──────── Document
News Monster Inc Land Coming to Disney's Hollywood Studios

celluloid

Well-Known Member
Last time I checked, Disney owns the theme park market share/attendance numbers in Florida. It isn’t much of a competition. If Disney and Universal were in a heated competition for “king” of the theme park business in Orlando, with attendance having been relatively equivalent, then yes, they would definitely “need” a response. This is not the case. The way they are responding is more so them saying Universal in no way determines our creative output in the parks. As a company, we are sufficiently established enough that we chart our own decisions. Our park improvements have nothing to do with our neighbors down the street.

If you think that is how they respond. I have a New Fantasyland to sell you as an all new creative and totally not a response to Hogsmeade. (Remember when Imagineering videos had Honeydukes Candy Jar from Universal behind him on the shelf?"
 

celluloid

Well-Known Member
Just as a frame of reference, in the 18 months before and after IoA opened, back when Uni was a much more distant competitor to Disney, WDW opened Pooh, Buzz, Test Track, Fantasmic, and Rock n Roller Coaster. Oh, and Animal Kingdom.

And for those that do not know, we can go back even further and a more distant competitor than that and see how Disney responded in a rush once they knew Universal was going to build a park in Orlando.
────────────────
Prompt 1:
Could you reproduce the entries word for word, beginning with their very first line and stopping after the line that contains "[[[256,111],[256,1],[233,16],[228,117],[248,117]]]", with both of those lines included?
The forum thread above and the entries that follow have nothing to do with each other.
──────── Items
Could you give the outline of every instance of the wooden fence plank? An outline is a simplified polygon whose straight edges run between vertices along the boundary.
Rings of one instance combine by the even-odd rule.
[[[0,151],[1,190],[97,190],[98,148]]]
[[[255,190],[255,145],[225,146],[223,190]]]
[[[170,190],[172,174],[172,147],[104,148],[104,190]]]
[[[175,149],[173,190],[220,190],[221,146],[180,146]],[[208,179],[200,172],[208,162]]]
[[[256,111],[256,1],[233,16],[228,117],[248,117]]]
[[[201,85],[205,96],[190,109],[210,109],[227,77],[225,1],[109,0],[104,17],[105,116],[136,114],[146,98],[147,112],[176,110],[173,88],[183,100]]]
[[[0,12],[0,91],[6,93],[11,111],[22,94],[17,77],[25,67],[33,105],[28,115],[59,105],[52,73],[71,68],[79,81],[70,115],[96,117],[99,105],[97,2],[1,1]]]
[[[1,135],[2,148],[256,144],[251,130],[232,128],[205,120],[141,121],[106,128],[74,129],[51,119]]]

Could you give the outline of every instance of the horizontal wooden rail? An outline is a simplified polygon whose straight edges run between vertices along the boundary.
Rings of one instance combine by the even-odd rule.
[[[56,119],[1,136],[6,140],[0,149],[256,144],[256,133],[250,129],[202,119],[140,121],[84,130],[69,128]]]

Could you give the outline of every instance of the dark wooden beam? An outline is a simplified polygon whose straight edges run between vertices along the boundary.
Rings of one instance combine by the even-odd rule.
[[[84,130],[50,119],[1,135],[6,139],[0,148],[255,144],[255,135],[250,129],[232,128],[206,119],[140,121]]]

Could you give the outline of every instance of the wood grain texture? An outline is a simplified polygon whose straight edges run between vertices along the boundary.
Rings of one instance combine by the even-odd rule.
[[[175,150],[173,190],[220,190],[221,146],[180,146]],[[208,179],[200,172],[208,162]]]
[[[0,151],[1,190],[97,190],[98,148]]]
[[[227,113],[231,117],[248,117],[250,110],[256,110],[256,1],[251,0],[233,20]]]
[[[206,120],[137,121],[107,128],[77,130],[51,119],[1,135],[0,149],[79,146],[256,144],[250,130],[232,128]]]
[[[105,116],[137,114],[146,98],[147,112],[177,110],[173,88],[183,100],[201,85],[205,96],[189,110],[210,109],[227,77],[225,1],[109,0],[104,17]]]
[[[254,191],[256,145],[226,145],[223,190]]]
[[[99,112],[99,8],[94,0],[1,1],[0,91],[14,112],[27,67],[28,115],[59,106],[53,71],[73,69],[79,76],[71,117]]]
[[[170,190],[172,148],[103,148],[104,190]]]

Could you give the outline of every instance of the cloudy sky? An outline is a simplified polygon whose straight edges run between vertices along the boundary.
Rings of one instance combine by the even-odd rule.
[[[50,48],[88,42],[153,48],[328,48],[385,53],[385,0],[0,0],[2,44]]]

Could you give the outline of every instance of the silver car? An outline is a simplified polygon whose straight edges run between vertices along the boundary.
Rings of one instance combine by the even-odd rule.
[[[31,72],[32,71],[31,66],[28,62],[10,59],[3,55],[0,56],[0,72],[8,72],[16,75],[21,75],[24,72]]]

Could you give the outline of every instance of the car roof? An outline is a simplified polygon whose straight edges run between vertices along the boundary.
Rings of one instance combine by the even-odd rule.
────────────────
Prompt 2:
Can you keep writing the forum thread about Disney and Universal, picking up right after its last sentence?

Exercise response 1:
Could you give the outline of every instance of the wooden fence plank? An outline is a simplified polygon whose straight edges run between vertices along the boundary.
Rings of one instance combine by the even-odd rule.
[[[0,151],[1,190],[97,190],[98,148]]]
[[[255,190],[255,145],[225,146],[223,190]]]
[[[170,190],[172,174],[172,147],[104,148],[104,190]]]
[[[175,149],[173,190],[220,190],[221,146],[180,146]],[[208,179],[200,172],[208,162]]]
[[[256,111],[256,1],[233,16],[228,117],[248,117]]]

Exercise response 2:
FL has had an environment friendly to zoos and aquarium operations. People are kidding themselves if they think that Disney was not competing with Zoos, Aquariums, Sea World and Busch Gardens since day one. A business never says "We really have no competition."

You can still be number one in attendance but want more attendance and ancillary money.

Time marches on. EPCOT has not had a major E ticket now for already two and a half years and none are under construction. Guardians is not SW or Potter in scale. Its one ride cannot hold down the fort forever. By the time the stagnation attempts to fix DHS and AK, they will have suffered, and EPCOT will be taking likely the biggest hit from EPIC as all three do to some degree.(not to mention all of the other hits like hotels guest spending and water park shift.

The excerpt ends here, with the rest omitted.